Start of EXTRACT

Although difficult to accept, the lack of will to win is easy to
prove. In gauging the motivation of any organization to achieve an
objective, one of the most important indicators is the resources it
allots for to achieve it.

Clearly, if the objective is considered important, more resources will
be allotted, and vice-versa.

Surrender syndrome
Israel's public diplomacy budget is ludicrously small.

Indeed, as one government minister bemoaned: "It is dreadful to hear
that Bamba (a snack produced by the Osem corporation), has a
promotional budget two to three times the size of the total state
budget for public diplomacy."

This frugality is not dictated by a lack of resources. Indeed, when
Israel has desired to achieve an un-budgeted objective, money has
rarely been an obstacle.

For example, when billions of shekels were needed for the construction
of the West Bank security barrier, that was no problem; when billions
of dollars were needed for the Gaza disengagement, that was no problem

Likewise, the tens of billions of dollars required for the planned
"convergence" (i.e.
withdrawal) from Judea and Samaria were not considered an
insurmountable obstacle, even though it was clear the money would not
be coming from the American taxpayer.

In last week's column, I pointed out that if a small fraction of 1
percent of GDP were devoted to public diplomacy, this would generate a
budget of $1 billion – rather than the paltry sums provided today.

So if the Israel leadership chooses not to allot available resources
to assertively promote Israel's case abroad, to resolutely defend its
international image, to explain its operational constraints and
security imperatives, to elucidate why certain measures are
indispensable for the safety of its citizens, it must mean that – for
one reason or another – it does not wish to. There is no other
rational explanation.

How can one account for this syndrome of submissive surrender?

The key to the conundrum
This is a conundrum that cannot be deciphered without a firm grasp of
the sociological – rather than the political – topography of country
in general, and of the priorities and preferences of powerful civil
society elites in particular.

End of EXTRACT

• **LIST OF TASKS**
- a) In the column on Israel's public diplomacy budget, which product does a government minister say has a promotional budget two to three times the state's total public diplomacy budget?
- b) Retype the column on Israel's public diplomacy budget from "So if the Israel" up to and including "rational explanation.".
- c) Extend the column on Israel's public diplomacy budget, picking up after its last sentence.

Start of ITEMS

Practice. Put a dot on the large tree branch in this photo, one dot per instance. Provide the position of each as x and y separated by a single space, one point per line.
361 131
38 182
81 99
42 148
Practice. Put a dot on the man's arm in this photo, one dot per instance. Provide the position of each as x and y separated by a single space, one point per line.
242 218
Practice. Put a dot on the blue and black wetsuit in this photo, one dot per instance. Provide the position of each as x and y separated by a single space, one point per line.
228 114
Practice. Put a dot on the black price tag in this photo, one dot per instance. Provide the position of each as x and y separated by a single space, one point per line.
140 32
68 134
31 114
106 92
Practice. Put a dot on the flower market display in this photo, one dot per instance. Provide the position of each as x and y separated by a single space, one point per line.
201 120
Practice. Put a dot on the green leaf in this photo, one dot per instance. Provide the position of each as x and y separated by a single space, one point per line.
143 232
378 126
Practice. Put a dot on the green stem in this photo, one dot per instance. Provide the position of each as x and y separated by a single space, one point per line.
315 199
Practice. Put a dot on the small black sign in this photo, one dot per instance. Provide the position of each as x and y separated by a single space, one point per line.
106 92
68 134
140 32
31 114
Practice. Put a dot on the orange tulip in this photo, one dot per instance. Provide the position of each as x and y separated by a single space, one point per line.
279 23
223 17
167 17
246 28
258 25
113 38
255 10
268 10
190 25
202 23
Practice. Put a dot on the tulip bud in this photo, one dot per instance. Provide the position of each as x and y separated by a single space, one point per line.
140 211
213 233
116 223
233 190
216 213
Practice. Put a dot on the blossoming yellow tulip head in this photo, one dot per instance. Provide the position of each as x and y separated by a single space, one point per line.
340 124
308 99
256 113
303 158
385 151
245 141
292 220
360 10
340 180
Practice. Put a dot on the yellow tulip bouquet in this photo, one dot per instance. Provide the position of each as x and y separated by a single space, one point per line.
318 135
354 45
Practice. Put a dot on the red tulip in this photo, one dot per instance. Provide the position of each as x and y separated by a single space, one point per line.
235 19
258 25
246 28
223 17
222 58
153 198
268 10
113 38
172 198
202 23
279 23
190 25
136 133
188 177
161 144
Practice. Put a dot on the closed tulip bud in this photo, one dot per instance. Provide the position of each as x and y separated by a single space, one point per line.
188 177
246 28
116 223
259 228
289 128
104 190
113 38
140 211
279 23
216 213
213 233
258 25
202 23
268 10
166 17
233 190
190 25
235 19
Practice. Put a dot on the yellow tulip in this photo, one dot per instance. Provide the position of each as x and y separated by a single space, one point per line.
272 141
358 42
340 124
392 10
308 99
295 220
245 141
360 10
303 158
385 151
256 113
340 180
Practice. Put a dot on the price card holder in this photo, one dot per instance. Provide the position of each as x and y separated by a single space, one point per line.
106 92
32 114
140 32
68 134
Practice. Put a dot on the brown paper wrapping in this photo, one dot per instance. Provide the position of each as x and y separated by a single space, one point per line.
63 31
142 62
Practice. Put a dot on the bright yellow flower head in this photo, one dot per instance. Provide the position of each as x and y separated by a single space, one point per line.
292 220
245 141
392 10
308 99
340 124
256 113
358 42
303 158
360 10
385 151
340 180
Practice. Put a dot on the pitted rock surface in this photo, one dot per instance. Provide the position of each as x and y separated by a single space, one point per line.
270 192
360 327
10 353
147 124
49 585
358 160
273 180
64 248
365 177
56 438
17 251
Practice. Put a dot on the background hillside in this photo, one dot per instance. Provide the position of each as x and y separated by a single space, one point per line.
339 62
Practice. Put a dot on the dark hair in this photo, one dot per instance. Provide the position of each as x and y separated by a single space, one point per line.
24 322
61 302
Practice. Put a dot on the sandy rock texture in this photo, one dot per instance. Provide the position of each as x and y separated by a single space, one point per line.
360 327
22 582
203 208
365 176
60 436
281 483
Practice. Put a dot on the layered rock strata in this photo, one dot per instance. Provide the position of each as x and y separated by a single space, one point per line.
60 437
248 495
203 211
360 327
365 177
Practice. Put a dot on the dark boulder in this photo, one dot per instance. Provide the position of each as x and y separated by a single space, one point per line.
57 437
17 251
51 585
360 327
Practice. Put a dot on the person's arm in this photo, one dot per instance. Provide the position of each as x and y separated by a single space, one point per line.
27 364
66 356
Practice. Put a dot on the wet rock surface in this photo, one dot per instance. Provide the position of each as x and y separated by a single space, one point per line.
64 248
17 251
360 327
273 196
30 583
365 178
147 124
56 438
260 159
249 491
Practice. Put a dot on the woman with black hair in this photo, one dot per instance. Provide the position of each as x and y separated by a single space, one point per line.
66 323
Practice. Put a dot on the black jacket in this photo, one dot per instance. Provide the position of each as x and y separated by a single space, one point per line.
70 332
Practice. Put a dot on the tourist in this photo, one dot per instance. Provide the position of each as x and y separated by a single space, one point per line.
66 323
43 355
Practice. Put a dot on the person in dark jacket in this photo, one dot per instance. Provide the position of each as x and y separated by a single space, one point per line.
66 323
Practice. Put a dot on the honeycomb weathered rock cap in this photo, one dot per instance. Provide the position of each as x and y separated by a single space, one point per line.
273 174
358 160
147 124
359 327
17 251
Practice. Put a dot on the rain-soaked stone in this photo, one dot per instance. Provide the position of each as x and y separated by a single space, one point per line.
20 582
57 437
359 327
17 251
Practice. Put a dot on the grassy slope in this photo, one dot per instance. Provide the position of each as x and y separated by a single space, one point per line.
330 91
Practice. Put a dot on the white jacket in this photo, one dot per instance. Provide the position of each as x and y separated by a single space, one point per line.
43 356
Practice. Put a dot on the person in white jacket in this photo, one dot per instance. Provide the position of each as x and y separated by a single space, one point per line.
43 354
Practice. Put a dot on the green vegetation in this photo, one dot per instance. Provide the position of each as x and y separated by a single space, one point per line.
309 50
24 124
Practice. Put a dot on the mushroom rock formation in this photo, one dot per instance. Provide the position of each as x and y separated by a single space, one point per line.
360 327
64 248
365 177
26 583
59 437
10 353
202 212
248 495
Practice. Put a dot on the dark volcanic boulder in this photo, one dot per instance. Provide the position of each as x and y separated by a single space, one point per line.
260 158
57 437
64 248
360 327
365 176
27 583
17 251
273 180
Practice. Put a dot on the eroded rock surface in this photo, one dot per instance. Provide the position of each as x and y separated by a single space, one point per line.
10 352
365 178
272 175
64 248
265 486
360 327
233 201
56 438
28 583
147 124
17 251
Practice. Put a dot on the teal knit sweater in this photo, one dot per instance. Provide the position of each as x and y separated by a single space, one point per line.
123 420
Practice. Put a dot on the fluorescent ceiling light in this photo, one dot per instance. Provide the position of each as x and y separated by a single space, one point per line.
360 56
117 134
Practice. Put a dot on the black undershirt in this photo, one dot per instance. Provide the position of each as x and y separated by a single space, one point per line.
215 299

End of ITEMS

• **THE RESULTS**
- a) Bamba, a snack produced by the Osem corporation.

- b)
So if the Israel leadership chooses not to allot available resources
to assertively promote Israel's case abroad, to resolutely defend its
international image, to explain its operational constraints and
security imperatives, to elucidate why certain measures are
indispensable for the safety of its citizens, it must mean that – for
one reason or another – it does not wish to. There is no other
rational explanation.

- c)
Without this insight it is impossible to understand the dramatic and
disturbing events that have taken place in Israel over the past two
decades. Without it, it is impossible to understand:
• Why a country that displays such technotactical brilliance is
afflicted by such strategic imbecility;
• Why hawkish candidates consistently win elections, but then
immediately adopt the failed policy of their defeated dovish rivals;
• Why the doctrine of political appeasement and territorial
concessions is repeatedly and consistently disproven, but somehow
never discredited – and certainly never discarded;
• Why the Israeli political establishment has not embraced more
appreciatively and mobilized more effectively the huge potential in
the support of communities such as the Evangelical Christians across
the world, and particularly in the US, as a strategic asset.

None of these phenomena makes any sense unless one understands the
decisive role that civil society elites have in setting the direction
of the country's strategic agenda – no matter who gets elected. As
will become clear later, understanding this role is also the key to
deciphering the riddle of Israel's dismal public diplomacy

Detrimental, dysfunctional, disloyal
Sadly, this is a role that is not only decisive, but also in many ways
detrimental, dysfunctional and at times disloyal.

If to some this uncharitable description appears excessively harsh,
consider the following examples and decide for yourselves how to
characterize the conduct of civil society elites in the media, the
academia and the legal establishment, who (a) accuse Israel of being
an "apartheid state" and support international boycott and sanctions
against their own county, such as Prof. Neve Gordon of Ben-Gurion
University, who declared: "Israel today is an apartheid state. I have
decided to support the Boycott, Divestment and Sanctions
movement...launched by Palestinian activists."

(b) portray Israel as a bloodthirsty, intolerant nation bent on the
persecution of minorities, such as Prof. Aeyal Gross of Tel Aviv
University, who characterized Israel as "a society where shooting at
children of the 'other' is the norm" and the Israeli public as
"indifferent or worse to Israel's widespread killing of Palestinian
youth?" (c) condemn Israeli policies as being on a par with or worse
than those of the apartheid regime in South Africa, such as the poet,
writer and lecturer, Yitzhak Laor, who alleged that "Israel's
apartheid is worse... more ruthless than that seen in South Africa....
We have to get rid of Zionism. What lies behind Zionism are interests
and a huge army hungering to justify its existence."

(d) condone – and indeed appear to endorse – Palestinian terrorism
against Israeli civilians, such as Prof. Oren Yiftachel of Ben-Gurion
University, who suggested that "Palestinian shelling from Gaza should
be perceived as a prison uprising... suppressed with terror by the
Israeli state."

(e) deny the legitimacy of Israel preventative measures to ensure the
security of the country and the safety of its citizens, such as
journalist Gideon Levy, who in an article titled "The neighborhood
bully strikes again," written at the outset of the retaliatory
Operation Cast Lead, undertaken to quell the firing of thousands of
rockets at civilian communities, decried "Israel's violent responses
[which] cross every red line of... morality, international law,"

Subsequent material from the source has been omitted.